TASK SET
a: In the patent text on the liquid mixing and dispensing apparatus, list every part that claim 8 says the cap member is color-coded to.
b: Carry on the patent text on the liquid mixing and dispensing apparatus from the point where it stops.

EXCERPT
◇ ◇ ◇
2. The multistation liquid mixing and dispensing apparatus as defined in claim 1, wherein the containers have labels which are color-coded to the valve members and liquid outlet lines.
3. The multistation liquid mixing and dispensing apparatus as defined in claim 1, wherein the liquid outlet lines are flexible hoses of different colors.
4. The multistation liquid mixing and dispensing apparatus as defined in claim 1, wherein one of the liquid outlet lines is of a longer length than the others.
5. The multistation liquid mixing and dispensing apparatus as defined in claim 1, wherein the support member is defined by an open shelf.
6. The multistation liquid mixing and dispensing apparatus as defined in claim 1, further including a panel member for supporting the eductors and the valve members with the valve members extending through the panel for access thereto.
7. The multistation liquid mixing and dispensing apparatus as defined in claim 1, wherein the liquid outlet lines are positioned at a bottom of the support member.
8. The multistation liquid mixing and dispensing apparatus as defined in claim 1, wherein the cap member is color-coded to the containers, valve members, a panel member and liquid outlet lines.
Description
CROSS-REFERENCE TO RELATED APPLICATIONS

None

STATEMENT REGARDING FEDERALLY SPONSORED RESEARCH OR DEVELOPMENT

None

BACKGROUND OF THE INVENTION

1. Technical Field

This invention relates generally to liquid handling and more particularly, to combining and dispensing multiple liquids in a manner that improper usage is substantially reduced.

2. Background Art

In the maintenance of large buildings such as office buildings or stores in shopping centers, it is customary to mix the required cleaning agents from a source of concentrate with water. The resulting solutions are then filled into suitable containers such as bottles or buckets. An apparatus of this type is available from Johnson Wax Professional of Sturtevant, Wis, as the Quattro SS Solutions Center.
◇ ◇ ◇
ENTRIES
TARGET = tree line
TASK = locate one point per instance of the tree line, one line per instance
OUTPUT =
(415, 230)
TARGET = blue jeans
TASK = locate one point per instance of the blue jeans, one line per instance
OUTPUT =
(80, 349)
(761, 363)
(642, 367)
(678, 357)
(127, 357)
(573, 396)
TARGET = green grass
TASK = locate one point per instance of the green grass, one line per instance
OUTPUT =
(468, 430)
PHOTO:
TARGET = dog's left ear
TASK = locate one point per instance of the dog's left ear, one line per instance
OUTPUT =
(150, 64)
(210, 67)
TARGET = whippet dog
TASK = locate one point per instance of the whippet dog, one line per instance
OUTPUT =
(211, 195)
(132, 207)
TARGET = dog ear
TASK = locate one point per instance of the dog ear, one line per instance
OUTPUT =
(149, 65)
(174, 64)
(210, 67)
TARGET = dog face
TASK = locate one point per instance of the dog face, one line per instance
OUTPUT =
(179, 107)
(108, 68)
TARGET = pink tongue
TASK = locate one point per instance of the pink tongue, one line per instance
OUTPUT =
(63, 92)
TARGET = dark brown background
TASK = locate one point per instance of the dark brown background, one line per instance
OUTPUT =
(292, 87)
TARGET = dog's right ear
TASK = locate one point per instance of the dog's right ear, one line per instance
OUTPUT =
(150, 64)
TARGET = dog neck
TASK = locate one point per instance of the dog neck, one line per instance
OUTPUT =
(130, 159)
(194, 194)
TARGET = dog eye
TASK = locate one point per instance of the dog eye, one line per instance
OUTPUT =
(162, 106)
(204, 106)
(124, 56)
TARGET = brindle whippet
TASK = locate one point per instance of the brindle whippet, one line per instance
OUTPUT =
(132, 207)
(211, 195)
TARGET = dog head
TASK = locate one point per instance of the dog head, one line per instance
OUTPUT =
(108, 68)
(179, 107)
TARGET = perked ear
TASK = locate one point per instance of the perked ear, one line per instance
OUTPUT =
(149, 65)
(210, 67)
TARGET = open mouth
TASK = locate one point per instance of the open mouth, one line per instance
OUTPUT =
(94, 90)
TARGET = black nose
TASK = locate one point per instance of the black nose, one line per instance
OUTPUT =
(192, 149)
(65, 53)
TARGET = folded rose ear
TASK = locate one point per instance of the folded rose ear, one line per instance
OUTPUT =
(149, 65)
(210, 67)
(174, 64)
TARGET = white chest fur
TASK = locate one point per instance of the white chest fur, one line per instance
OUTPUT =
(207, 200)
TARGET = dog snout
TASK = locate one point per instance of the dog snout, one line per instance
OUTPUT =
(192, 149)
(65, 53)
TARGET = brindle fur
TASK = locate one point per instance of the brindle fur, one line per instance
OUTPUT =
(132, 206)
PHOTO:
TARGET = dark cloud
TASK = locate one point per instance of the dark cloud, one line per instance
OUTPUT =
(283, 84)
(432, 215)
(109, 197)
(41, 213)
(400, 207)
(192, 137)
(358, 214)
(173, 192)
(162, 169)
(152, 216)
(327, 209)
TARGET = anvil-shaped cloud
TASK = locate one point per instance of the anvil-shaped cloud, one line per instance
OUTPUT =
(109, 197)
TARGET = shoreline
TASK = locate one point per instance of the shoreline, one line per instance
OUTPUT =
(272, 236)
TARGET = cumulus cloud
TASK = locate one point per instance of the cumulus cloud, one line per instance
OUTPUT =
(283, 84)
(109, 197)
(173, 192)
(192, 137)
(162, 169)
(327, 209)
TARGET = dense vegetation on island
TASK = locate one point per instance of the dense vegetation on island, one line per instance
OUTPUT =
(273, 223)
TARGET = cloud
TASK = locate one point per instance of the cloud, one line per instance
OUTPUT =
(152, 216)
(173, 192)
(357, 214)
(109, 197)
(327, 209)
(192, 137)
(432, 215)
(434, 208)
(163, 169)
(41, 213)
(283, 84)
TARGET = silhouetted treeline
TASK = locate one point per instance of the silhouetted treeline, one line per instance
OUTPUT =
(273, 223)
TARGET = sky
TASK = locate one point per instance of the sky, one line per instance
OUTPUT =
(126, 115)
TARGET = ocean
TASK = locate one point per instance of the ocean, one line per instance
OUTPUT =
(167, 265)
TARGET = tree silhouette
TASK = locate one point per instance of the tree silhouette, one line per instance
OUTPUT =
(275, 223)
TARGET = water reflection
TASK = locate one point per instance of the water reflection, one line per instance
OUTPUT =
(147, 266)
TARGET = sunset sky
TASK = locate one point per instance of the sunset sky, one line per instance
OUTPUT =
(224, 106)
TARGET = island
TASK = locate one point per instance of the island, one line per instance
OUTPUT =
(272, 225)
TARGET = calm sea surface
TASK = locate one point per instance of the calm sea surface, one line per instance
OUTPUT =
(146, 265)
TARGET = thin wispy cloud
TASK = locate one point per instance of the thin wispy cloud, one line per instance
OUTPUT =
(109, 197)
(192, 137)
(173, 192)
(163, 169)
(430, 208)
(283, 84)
◇ ◇ ◇
RESULTS OF THE TASKS
a:
- containers
- valve members
- a panel member
- liquid outlet lines

b:
While the previously described unit affords accurate, reliable and safe dispensing of solutions, it requires the placement of bottles to be filled at an angle and in an elevated position. It would be desirable to have such an apparatus wherein the bottles could be filled in a more convenient manner.

There is a dispensing solution apparatus available from The Butcher Company which places a container with concentrate above an eductor. There is also a dispensing solution apparatus from the 3-M Company which places the container with the concentrate above the dispensing mechanism. However, in the two aforementioned dispensing units only a single container for concentrate is employed.

The objects of the invention therefore are:

a. Providing an improved liquid mixing and dispensing apparatus.

b. Providing a liquid mixing and dispensing apparatus which allows for easier filling of containers.

c. Providing a liquid mixing and dispensing apparatus which substantially reduces the risk of improper usage.

d. Providing a liquid mixing and dispensing apparatus of the foregoing type which is easily maintained.

e. Providing a liquid mixing and dispensing apparatus of the foregoing type which can accommodate a variety of container sizes.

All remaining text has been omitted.